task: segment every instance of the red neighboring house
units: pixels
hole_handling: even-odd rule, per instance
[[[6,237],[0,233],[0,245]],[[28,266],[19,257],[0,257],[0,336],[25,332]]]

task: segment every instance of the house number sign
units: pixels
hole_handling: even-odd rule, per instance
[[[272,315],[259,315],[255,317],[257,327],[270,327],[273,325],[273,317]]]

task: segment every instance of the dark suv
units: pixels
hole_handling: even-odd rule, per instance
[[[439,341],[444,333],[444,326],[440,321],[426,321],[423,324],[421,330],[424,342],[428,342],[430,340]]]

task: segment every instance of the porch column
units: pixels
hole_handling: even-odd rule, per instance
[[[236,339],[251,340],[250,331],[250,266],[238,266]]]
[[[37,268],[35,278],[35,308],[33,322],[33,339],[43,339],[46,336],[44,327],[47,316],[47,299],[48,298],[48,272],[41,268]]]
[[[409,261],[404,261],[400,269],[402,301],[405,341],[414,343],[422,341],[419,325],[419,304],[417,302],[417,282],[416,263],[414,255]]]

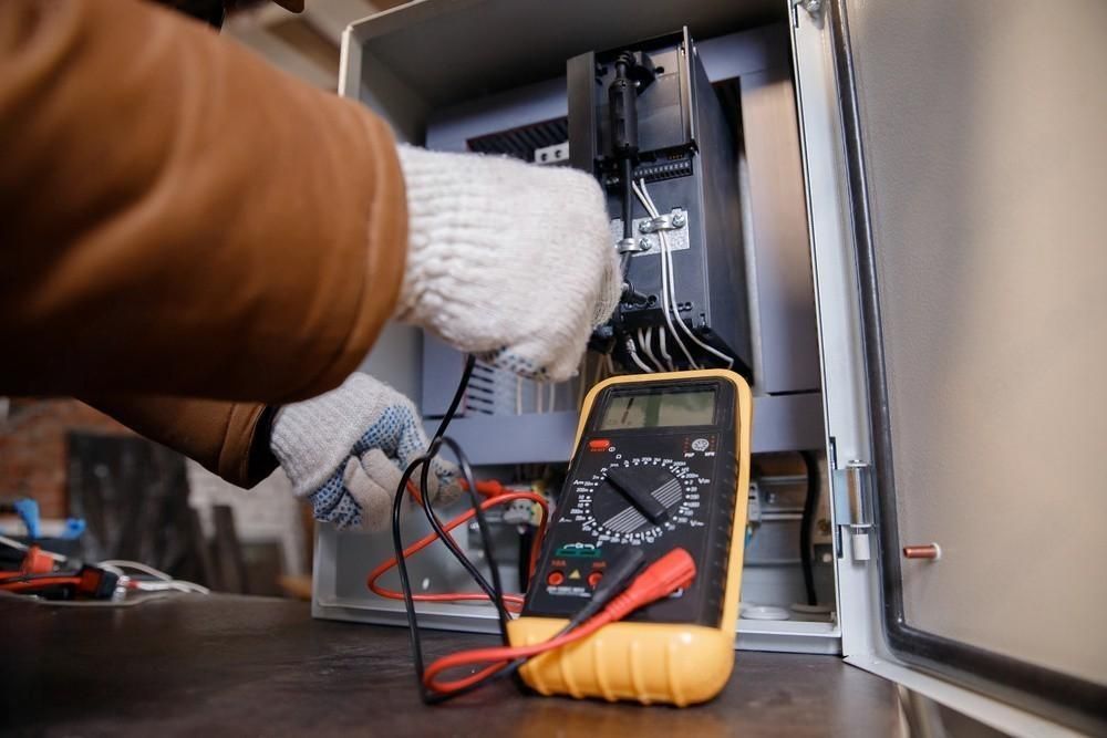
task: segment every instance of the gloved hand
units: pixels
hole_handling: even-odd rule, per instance
[[[389,524],[403,469],[427,444],[412,402],[360,373],[337,389],[282,407],[269,441],[296,496],[311,502],[315,520],[370,530]],[[431,499],[455,499],[456,479],[453,465],[435,459]],[[418,484],[418,475],[414,480]]]
[[[400,164],[408,236],[395,316],[524,376],[572,376],[622,287],[597,181],[410,146]]]

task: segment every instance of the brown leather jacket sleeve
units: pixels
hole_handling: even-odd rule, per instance
[[[93,404],[256,481],[260,403],[337,386],[393,310],[387,126],[133,0],[0,2],[0,394],[131,396]]]
[[[259,403],[176,397],[101,397],[86,403],[151,440],[177,449],[239,487],[254,487],[277,468],[269,453],[272,412]],[[259,445],[255,435],[259,434]]]

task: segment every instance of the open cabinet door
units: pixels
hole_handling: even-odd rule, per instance
[[[817,281],[831,447],[868,412],[842,436],[871,471],[871,648],[1104,735],[1107,3],[823,4],[796,10],[797,79],[809,177],[805,53],[837,93],[838,191],[808,195],[817,272],[848,242]]]

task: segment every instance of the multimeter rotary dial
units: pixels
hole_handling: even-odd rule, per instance
[[[652,543],[692,523],[703,479],[683,461],[638,457],[612,461],[577,482],[573,512],[601,543]]]

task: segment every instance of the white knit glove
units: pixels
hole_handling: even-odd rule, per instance
[[[622,283],[596,180],[410,146],[400,163],[408,236],[396,318],[524,376],[572,376]]]
[[[380,530],[391,520],[403,469],[428,441],[410,399],[366,374],[353,374],[338,389],[282,407],[269,445],[292,491],[311,502],[315,520]],[[454,466],[435,459],[431,471],[431,499],[456,498]]]

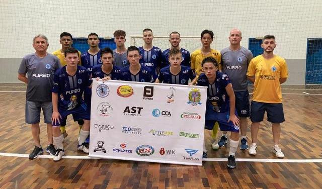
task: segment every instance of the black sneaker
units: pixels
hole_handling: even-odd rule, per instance
[[[232,155],[229,155],[228,157],[228,164],[227,166],[230,168],[236,168],[236,161],[235,160],[235,156]]]
[[[38,157],[38,155],[41,154],[43,153],[44,153],[44,150],[42,149],[42,148],[41,148],[41,146],[39,147],[35,146],[35,148],[34,148],[32,152],[29,154],[29,159],[35,159]]]
[[[56,154],[56,149],[55,149],[55,146],[54,146],[52,144],[49,144],[46,149],[46,151],[47,153],[49,153],[50,154],[50,155],[53,156]]]

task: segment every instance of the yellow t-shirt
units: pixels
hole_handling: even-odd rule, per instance
[[[54,51],[52,53],[52,54],[57,56],[57,58],[59,59],[59,61],[60,62],[60,64],[61,64],[62,66],[63,66],[66,64],[66,61],[65,61],[65,55],[64,53],[62,53],[60,51],[60,49],[58,49],[55,51]],[[78,61],[78,65],[81,65],[82,60],[80,60],[80,52],[78,51],[78,58],[79,58],[79,61]]]
[[[255,76],[252,100],[266,103],[282,103],[280,78],[288,77],[286,62],[283,58],[274,55],[265,59],[261,55],[250,63],[247,75]]]
[[[211,51],[209,54],[204,55],[201,53],[201,49],[196,50],[191,53],[191,69],[195,70],[197,76],[199,76],[200,73],[202,73],[201,62],[205,58],[208,56],[214,57],[219,63],[219,67],[218,68],[221,69],[220,59],[221,59],[221,55],[219,51],[212,49]]]

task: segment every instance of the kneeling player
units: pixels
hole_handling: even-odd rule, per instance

* Task directions *
Pull out every line of the listing that has the word "house" in it.

* Answer to the task *
task: segment every instance of the red neighboring house
task: segment every instance of the house number sign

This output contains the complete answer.